**Task details**
From the line that contains "Exercise. Point out the yellow bandana" to the last line of the entries, write each line out exactly; include both ends and nothing else.

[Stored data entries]

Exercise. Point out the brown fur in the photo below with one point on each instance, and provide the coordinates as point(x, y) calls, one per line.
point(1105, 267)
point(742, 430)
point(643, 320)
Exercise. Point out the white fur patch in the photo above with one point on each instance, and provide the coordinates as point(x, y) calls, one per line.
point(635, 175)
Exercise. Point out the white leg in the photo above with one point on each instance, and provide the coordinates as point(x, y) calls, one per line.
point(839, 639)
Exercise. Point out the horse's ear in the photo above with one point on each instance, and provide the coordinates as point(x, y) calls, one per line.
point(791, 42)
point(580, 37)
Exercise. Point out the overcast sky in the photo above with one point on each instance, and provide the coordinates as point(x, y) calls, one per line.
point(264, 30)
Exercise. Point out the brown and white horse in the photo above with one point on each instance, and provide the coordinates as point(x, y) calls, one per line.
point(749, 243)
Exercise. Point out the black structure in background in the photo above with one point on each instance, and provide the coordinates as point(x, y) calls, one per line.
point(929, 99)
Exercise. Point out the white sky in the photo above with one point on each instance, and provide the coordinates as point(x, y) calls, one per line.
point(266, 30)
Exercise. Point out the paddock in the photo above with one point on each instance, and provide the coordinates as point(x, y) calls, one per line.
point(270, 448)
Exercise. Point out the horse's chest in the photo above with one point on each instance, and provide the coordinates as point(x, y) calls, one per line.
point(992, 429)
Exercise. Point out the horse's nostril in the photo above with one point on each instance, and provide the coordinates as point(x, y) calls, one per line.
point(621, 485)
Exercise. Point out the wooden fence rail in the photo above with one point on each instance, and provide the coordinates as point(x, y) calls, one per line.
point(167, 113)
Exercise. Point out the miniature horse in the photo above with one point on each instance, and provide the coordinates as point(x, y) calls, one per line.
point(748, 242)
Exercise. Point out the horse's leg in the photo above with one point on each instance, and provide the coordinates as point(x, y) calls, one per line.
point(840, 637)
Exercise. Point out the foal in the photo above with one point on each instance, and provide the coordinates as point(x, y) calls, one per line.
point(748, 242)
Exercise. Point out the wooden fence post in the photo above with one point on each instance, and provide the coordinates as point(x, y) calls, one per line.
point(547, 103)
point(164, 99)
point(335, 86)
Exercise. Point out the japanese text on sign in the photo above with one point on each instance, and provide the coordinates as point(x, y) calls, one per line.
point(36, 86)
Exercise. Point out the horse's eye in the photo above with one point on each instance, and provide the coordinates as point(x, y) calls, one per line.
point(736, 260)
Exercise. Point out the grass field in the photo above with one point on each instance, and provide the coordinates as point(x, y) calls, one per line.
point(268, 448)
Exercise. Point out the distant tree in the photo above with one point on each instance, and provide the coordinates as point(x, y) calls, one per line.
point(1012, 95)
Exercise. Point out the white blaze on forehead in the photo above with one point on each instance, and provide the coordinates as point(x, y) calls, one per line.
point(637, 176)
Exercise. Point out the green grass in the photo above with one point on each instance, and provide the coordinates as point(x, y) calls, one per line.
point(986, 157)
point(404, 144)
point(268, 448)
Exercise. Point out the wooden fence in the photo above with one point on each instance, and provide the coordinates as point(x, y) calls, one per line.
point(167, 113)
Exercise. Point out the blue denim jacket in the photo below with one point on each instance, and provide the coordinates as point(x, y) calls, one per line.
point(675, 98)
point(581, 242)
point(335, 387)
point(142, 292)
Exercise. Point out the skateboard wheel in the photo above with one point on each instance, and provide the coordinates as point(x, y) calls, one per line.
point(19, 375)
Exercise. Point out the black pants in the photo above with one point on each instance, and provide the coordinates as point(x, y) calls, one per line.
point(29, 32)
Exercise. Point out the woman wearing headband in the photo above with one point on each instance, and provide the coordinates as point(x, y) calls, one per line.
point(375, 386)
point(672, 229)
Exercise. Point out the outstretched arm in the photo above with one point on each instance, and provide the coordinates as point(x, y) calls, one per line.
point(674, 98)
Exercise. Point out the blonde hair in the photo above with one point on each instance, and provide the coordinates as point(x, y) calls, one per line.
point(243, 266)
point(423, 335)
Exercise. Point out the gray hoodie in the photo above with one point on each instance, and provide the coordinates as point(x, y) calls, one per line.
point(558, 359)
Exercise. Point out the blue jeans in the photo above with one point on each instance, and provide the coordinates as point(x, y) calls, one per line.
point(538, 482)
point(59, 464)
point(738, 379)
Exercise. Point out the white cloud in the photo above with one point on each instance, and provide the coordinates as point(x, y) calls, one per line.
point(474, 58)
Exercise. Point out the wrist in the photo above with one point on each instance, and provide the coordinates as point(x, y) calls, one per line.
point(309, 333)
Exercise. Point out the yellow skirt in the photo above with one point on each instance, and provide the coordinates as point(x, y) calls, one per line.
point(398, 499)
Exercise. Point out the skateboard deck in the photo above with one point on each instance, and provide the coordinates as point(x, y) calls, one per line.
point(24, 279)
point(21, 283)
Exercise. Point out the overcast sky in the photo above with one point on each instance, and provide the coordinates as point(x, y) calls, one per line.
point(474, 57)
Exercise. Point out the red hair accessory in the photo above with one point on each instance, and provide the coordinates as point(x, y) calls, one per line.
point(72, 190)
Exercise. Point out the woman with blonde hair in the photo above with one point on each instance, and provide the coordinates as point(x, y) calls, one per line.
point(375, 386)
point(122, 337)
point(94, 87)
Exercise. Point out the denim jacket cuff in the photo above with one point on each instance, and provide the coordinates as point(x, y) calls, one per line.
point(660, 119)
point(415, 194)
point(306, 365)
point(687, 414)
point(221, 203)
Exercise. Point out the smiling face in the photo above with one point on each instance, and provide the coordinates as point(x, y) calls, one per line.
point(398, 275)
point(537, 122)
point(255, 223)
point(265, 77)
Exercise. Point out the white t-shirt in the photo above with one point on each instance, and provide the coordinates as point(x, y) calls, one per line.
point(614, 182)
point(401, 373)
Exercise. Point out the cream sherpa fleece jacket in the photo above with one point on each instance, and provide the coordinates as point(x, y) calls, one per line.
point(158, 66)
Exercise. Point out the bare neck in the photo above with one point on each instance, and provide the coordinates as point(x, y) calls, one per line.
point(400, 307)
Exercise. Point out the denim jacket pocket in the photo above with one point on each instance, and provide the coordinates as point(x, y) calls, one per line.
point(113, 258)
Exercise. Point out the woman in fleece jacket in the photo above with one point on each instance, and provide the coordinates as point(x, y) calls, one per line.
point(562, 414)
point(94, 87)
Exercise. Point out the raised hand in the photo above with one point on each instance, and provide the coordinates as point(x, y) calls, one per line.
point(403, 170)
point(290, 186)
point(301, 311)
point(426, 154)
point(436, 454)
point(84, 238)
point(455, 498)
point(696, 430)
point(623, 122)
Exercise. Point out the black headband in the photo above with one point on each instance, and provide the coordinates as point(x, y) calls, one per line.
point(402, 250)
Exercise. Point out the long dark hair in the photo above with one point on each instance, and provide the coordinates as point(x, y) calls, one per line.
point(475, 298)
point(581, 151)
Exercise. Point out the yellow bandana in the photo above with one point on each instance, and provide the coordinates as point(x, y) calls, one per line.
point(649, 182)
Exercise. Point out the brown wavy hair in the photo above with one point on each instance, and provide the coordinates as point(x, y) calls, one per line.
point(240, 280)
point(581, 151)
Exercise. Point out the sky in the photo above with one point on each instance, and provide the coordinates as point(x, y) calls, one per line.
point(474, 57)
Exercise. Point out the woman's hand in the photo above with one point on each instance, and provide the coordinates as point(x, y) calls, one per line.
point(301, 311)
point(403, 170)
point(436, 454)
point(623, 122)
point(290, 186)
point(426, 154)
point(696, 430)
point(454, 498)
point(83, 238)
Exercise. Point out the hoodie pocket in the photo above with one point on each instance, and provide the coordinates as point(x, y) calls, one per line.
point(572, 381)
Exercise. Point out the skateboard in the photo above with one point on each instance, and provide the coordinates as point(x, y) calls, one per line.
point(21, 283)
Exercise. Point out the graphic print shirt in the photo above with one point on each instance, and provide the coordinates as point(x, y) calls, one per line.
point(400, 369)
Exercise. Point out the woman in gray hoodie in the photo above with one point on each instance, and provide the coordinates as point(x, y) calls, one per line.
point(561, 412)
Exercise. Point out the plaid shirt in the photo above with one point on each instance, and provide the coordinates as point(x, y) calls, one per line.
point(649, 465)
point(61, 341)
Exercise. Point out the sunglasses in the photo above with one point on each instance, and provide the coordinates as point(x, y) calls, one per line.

**Reply**
Exercise. Point out the yellow bandana in the photo above with one point on each instance, and provide the coordinates as point(x, y) calls, one per line.
point(649, 182)
Exercise. Point out the brown wavy hair in the photo above with one point on each instance, and provide the coordinates as point(x, y) calls, one per line.
point(240, 280)
point(581, 151)
Exercise. Point out the sky in the photo above with one point on each instance, and provide the coordinates as point(x, y) calls, one per line.
point(474, 57)
Exercise. Point out the woman's hand in the photo above with one point on each instance, and provide the coordinates as point(x, y) calls, one per line.
point(301, 311)
point(403, 170)
point(436, 454)
point(623, 122)
point(290, 186)
point(426, 154)
point(696, 430)
point(454, 498)
point(83, 238)
Exercise. Point out the hoodie pocket in the photo above with one point on each instance, and provide the coordinates as point(x, y) calls, one per line.
point(572, 381)
Exercise. Point out the skateboard in the photo above with one point on each instance, and provide the coordinates as point(x, y) calls, one per line.
point(21, 283)
Exercise. Point out the graphic print shirt in the photo above with one point on each instance, and provide the coordinates as point(x, y) calls, one per line.
point(400, 369)
Exercise. Point out the woman in gray hoodie in the photo above with one point on each instance, and provide the coordinates as point(x, y) calls, one per line.
point(561, 412)
Exercise. Point out the plaid shirt in the photo above with one point on each instance, and provide the coordinates as point(x, y) calls, one per line.
point(649, 465)
point(61, 341)
Exercise. Point out the sunglasses in the photo above with one point on each instance, and provide the coordinates as point(x, y) calls, one per line.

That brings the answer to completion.